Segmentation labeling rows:
....................
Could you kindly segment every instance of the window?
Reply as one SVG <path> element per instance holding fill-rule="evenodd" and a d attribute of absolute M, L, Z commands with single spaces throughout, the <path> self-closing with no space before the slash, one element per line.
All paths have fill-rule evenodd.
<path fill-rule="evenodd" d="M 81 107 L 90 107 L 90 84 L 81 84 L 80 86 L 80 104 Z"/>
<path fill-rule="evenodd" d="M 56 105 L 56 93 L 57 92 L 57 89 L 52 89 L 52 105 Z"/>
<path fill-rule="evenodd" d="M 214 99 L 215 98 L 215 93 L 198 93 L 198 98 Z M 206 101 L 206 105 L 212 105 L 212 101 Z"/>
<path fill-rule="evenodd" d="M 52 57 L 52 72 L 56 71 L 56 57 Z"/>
....................
Copy out every line of the rows above word for word, without changing anything.

Could you kindly segment every instance of the window?
Reply as one SVG <path> element per instance holding fill-rule="evenodd" and a d attribute of absolute M, L, Z commands with single spaces throughout, the <path> self-closing with no space before the slash, one element per line.
All paths have fill-rule evenodd.
<path fill-rule="evenodd" d="M 81 107 L 90 107 L 90 84 L 81 84 L 80 86 L 80 104 Z"/>
<path fill-rule="evenodd" d="M 56 105 L 56 93 L 57 92 L 57 89 L 52 89 L 52 105 Z"/>
<path fill-rule="evenodd" d="M 214 99 L 215 98 L 215 93 L 198 93 L 198 98 Z M 206 101 L 206 105 L 212 105 L 212 101 Z"/>
<path fill-rule="evenodd" d="M 52 57 L 52 72 L 56 71 L 56 57 Z"/>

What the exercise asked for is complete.